- **WORK TO COMPLETE**
A word-for-word copy of every entry below is required; the images do not belong in it.

- **THE DATA**
[Start of section]

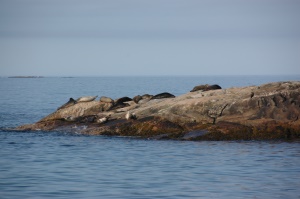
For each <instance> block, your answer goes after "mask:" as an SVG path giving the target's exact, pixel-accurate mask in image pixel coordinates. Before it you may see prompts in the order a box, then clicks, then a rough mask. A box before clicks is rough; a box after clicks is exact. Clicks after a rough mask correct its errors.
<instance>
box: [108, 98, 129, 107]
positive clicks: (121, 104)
mask: <svg viewBox="0 0 300 199" xmlns="http://www.w3.org/2000/svg"><path fill="white" fill-rule="evenodd" d="M129 101H132V99H131V98H129V97H121V98H119V99H116V100H115V101H114V103H113V104H114V106H113V107H112V108H111V110H114V109H118V108H123V107H125V106H129V104H127V103H124V102H129Z"/></svg>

[End of section]

- **FINISHED EXERCISE**
For each <instance> block, your answer goes after "mask:" as an SVG path giving the target's exact, pixel-accurate mask in image pixel coordinates. Before it you may see prompts in the order a box, then clicks, then a rough mask. A box before clicks is rough; a box after clicks is exact. Clicks after a rough mask correct its errors.
<instance>
box: [108, 98, 129, 107]
positive clicks: (121, 104)
mask: <svg viewBox="0 0 300 199" xmlns="http://www.w3.org/2000/svg"><path fill="white" fill-rule="evenodd" d="M129 101H132V99H131V98H129V97H121V98H119V99H116V100H115V101H114V103H113V104H114V106H113V107H112V108H111V110H114V109H118V108H123V107H125V106H129V104H127V103H124V102H129Z"/></svg>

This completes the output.